··· RECORDS SUPPLIED ···
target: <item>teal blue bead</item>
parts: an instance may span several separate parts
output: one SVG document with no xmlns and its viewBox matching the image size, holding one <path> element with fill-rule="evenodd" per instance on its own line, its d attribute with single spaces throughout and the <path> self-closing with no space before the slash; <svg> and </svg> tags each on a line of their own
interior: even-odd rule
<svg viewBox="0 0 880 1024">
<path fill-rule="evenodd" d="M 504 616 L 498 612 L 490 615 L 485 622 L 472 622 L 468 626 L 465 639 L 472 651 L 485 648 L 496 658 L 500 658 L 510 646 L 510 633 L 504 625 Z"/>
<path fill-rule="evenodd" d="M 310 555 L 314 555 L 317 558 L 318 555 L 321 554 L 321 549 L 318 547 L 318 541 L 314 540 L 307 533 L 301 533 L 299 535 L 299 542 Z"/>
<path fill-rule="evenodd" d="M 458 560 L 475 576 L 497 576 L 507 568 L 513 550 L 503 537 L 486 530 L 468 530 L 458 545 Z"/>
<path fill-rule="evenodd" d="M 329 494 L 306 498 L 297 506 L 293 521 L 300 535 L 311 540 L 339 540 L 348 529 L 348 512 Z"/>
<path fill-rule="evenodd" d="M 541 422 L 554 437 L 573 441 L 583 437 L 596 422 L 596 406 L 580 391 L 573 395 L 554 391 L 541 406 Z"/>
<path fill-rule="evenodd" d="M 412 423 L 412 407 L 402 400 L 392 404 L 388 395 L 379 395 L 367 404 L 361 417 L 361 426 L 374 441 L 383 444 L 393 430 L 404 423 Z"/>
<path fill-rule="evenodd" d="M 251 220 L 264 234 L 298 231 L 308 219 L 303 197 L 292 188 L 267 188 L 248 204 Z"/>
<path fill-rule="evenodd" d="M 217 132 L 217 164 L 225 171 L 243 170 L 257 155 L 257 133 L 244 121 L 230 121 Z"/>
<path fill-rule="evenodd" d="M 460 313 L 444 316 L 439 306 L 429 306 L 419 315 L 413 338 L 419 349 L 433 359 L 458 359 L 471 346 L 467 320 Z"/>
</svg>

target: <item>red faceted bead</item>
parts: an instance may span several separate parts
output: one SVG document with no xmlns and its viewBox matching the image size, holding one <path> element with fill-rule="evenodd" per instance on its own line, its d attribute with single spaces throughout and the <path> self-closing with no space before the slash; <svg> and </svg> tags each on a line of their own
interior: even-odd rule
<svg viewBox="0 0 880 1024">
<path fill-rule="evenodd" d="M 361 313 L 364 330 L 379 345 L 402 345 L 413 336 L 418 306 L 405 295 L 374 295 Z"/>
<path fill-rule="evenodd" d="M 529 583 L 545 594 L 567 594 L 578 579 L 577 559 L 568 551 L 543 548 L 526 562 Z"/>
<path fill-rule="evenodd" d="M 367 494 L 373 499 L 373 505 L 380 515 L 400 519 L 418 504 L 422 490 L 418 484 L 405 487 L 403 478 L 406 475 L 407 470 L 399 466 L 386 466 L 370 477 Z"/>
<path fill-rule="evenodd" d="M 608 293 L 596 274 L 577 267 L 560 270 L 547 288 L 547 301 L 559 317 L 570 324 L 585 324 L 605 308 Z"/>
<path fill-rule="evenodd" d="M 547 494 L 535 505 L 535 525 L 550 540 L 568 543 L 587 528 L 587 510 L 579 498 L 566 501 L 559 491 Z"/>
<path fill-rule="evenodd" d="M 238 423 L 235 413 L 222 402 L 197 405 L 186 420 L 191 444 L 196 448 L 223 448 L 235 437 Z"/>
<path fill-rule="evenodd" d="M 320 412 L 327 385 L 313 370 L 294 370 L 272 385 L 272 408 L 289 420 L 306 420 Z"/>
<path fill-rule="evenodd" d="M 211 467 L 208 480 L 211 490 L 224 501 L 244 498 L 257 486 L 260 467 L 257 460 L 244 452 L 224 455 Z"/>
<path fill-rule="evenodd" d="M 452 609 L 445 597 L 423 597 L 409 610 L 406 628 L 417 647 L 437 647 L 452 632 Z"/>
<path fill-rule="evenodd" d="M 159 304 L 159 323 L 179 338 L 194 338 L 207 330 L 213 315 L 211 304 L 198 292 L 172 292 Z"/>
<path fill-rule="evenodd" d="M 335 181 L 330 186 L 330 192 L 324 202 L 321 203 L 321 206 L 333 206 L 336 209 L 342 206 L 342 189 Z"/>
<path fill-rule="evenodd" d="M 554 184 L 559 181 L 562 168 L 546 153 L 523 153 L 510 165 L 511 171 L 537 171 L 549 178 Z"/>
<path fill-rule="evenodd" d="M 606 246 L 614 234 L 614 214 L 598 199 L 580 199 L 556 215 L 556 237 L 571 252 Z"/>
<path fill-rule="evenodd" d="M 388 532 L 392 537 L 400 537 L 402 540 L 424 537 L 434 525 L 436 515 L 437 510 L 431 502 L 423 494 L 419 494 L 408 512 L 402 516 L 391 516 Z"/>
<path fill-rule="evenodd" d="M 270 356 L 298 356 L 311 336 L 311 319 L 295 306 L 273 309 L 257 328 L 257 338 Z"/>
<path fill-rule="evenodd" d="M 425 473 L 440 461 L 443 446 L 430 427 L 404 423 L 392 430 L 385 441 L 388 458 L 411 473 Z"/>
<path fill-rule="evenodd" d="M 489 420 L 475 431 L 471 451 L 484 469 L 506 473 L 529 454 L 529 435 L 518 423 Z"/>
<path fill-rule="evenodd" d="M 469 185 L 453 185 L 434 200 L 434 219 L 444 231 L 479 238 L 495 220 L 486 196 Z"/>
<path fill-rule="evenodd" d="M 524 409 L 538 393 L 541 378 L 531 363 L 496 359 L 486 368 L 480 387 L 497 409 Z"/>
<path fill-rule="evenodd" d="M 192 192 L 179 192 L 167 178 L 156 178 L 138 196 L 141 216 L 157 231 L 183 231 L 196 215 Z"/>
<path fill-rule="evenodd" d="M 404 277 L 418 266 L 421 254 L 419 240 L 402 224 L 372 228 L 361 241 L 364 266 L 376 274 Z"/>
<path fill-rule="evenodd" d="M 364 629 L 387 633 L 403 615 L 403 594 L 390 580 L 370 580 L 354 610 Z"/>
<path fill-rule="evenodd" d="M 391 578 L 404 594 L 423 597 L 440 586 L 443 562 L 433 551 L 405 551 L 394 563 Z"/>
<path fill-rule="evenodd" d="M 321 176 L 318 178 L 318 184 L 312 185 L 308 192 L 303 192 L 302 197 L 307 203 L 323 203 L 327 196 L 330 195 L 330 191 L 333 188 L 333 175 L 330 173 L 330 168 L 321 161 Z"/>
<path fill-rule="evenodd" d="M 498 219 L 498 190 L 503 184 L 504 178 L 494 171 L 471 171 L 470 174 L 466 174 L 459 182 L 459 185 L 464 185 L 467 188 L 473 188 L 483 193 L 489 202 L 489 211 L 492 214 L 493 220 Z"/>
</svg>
···
**WHAT TO WORK ON**
Using the listing above, print every entry exactly.

**ANSWER TO THIS TASK**
target: <item>teal blue bead</item>
parts: an instance may span several separate parts
output: one SVG document with no xmlns and its viewBox matching the image size, holding one <path> element with fill-rule="evenodd" per instance on its own line, its d attribute with single spaces throughout and the <path> self-closing with no space before the slash; <svg> and </svg> tags each on a line of their own
interior: even-odd rule
<svg viewBox="0 0 880 1024">
<path fill-rule="evenodd" d="M 504 616 L 498 612 L 490 615 L 485 622 L 472 622 L 468 626 L 465 639 L 472 651 L 485 648 L 496 658 L 500 658 L 510 646 L 510 633 L 504 625 Z"/>
<path fill-rule="evenodd" d="M 310 555 L 314 555 L 317 558 L 318 555 L 321 554 L 321 549 L 318 547 L 318 541 L 314 540 L 307 533 L 301 533 L 299 535 L 299 542 Z"/>
<path fill-rule="evenodd" d="M 458 560 L 475 576 L 497 576 L 507 568 L 513 550 L 503 537 L 486 530 L 468 530 L 458 545 Z"/>
<path fill-rule="evenodd" d="M 329 494 L 306 498 L 297 506 L 293 521 L 300 535 L 311 540 L 339 540 L 348 529 L 348 512 Z"/>
<path fill-rule="evenodd" d="M 541 422 L 554 437 L 573 441 L 583 437 L 596 422 L 596 406 L 580 391 L 573 395 L 554 391 L 541 406 Z"/>
<path fill-rule="evenodd" d="M 412 423 L 412 407 L 402 400 L 392 404 L 388 395 L 379 395 L 367 404 L 361 417 L 361 426 L 374 441 L 383 444 L 393 430 L 404 423 Z"/>
<path fill-rule="evenodd" d="M 251 220 L 264 234 L 298 231 L 308 219 L 303 197 L 292 188 L 267 188 L 248 204 Z"/>
<path fill-rule="evenodd" d="M 217 132 L 217 164 L 225 171 L 243 170 L 257 155 L 257 133 L 244 121 L 230 121 Z"/>
<path fill-rule="evenodd" d="M 460 313 L 444 316 L 439 306 L 429 306 L 419 315 L 413 338 L 419 349 L 433 359 L 458 359 L 471 346 L 467 320 Z"/>
</svg>

target: <item>red faceted bead</item>
parts: an instance may span several separate parts
output: one SVG document with no xmlns and its viewBox matching the image size, holding one <path> element with fill-rule="evenodd" per instance on its own line, its d attribute with single spaces throughout and the <path> self-closing with no space before the slash; <svg> and </svg> tags each on a line of their own
interior: even-odd rule
<svg viewBox="0 0 880 1024">
<path fill-rule="evenodd" d="M 361 313 L 364 330 L 379 345 L 402 345 L 413 336 L 418 306 L 405 295 L 374 295 Z"/>
<path fill-rule="evenodd" d="M 529 583 L 545 594 L 567 594 L 578 579 L 577 559 L 568 551 L 543 548 L 526 562 Z"/>
<path fill-rule="evenodd" d="M 367 494 L 373 499 L 373 505 L 380 515 L 400 519 L 418 504 L 422 490 L 418 484 L 405 487 L 403 478 L 406 475 L 407 470 L 399 466 L 386 466 L 370 477 Z"/>
<path fill-rule="evenodd" d="M 608 293 L 596 274 L 577 267 L 560 270 L 547 288 L 547 301 L 559 317 L 570 324 L 585 324 L 605 308 Z"/>
<path fill-rule="evenodd" d="M 547 494 L 535 505 L 535 525 L 550 540 L 568 543 L 587 528 L 587 510 L 579 498 L 566 501 L 559 491 Z"/>
<path fill-rule="evenodd" d="M 238 423 L 235 413 L 222 402 L 197 405 L 186 420 L 191 444 L 196 448 L 223 448 L 235 437 Z"/>
<path fill-rule="evenodd" d="M 320 412 L 327 385 L 313 370 L 294 370 L 272 385 L 272 408 L 289 420 L 306 420 Z"/>
<path fill-rule="evenodd" d="M 211 467 L 208 480 L 211 490 L 224 501 L 244 498 L 257 486 L 260 467 L 257 460 L 244 452 L 224 455 Z"/>
<path fill-rule="evenodd" d="M 452 609 L 445 597 L 423 597 L 409 610 L 406 628 L 417 647 L 437 647 L 452 632 Z"/>
<path fill-rule="evenodd" d="M 159 304 L 159 323 L 179 338 L 194 338 L 207 330 L 213 315 L 211 304 L 198 292 L 172 292 Z"/>
<path fill-rule="evenodd" d="M 335 181 L 330 186 L 330 192 L 324 202 L 321 203 L 321 206 L 333 206 L 336 209 L 342 206 L 342 189 Z"/>
<path fill-rule="evenodd" d="M 554 184 L 559 181 L 562 168 L 546 153 L 523 153 L 510 165 L 511 171 L 537 171 L 549 178 Z"/>
<path fill-rule="evenodd" d="M 606 246 L 614 234 L 614 214 L 598 199 L 580 199 L 556 215 L 556 237 L 571 252 Z"/>
<path fill-rule="evenodd" d="M 388 532 L 392 537 L 400 537 L 402 540 L 424 537 L 434 525 L 436 515 L 437 510 L 431 502 L 423 494 L 419 494 L 408 512 L 402 516 L 391 516 Z"/>
<path fill-rule="evenodd" d="M 270 356 L 298 356 L 311 336 L 311 319 L 295 306 L 273 309 L 257 328 L 257 338 Z"/>
<path fill-rule="evenodd" d="M 425 473 L 440 461 L 443 446 L 430 427 L 404 423 L 392 430 L 385 441 L 388 458 L 411 473 Z"/>
<path fill-rule="evenodd" d="M 489 420 L 475 431 L 471 451 L 484 469 L 506 473 L 529 454 L 529 435 L 518 423 Z"/>
<path fill-rule="evenodd" d="M 469 185 L 453 185 L 434 200 L 434 219 L 444 231 L 479 238 L 495 220 L 486 196 Z"/>
<path fill-rule="evenodd" d="M 524 409 L 538 393 L 541 378 L 531 363 L 496 359 L 486 368 L 480 387 L 497 409 Z"/>
<path fill-rule="evenodd" d="M 192 192 L 179 192 L 167 178 L 156 178 L 138 196 L 141 216 L 157 231 L 183 231 L 196 215 Z"/>
<path fill-rule="evenodd" d="M 404 277 L 418 266 L 421 254 L 419 240 L 402 224 L 372 228 L 361 241 L 364 266 L 376 274 Z"/>
<path fill-rule="evenodd" d="M 364 629 L 387 633 L 403 615 L 403 594 L 390 580 L 370 580 L 354 610 Z"/>
<path fill-rule="evenodd" d="M 391 578 L 404 594 L 423 597 L 440 586 L 443 562 L 433 551 L 405 551 L 394 563 Z"/>
<path fill-rule="evenodd" d="M 321 176 L 318 178 L 318 184 L 312 185 L 308 192 L 303 192 L 302 197 L 307 203 L 323 203 L 327 196 L 330 195 L 330 191 L 333 188 L 333 175 L 330 173 L 330 168 L 321 161 Z"/>
<path fill-rule="evenodd" d="M 498 219 L 498 190 L 503 184 L 504 178 L 494 171 L 471 171 L 470 174 L 466 174 L 459 182 L 459 185 L 464 185 L 467 188 L 473 188 L 483 193 L 489 202 L 489 211 L 492 214 L 493 220 Z"/>
</svg>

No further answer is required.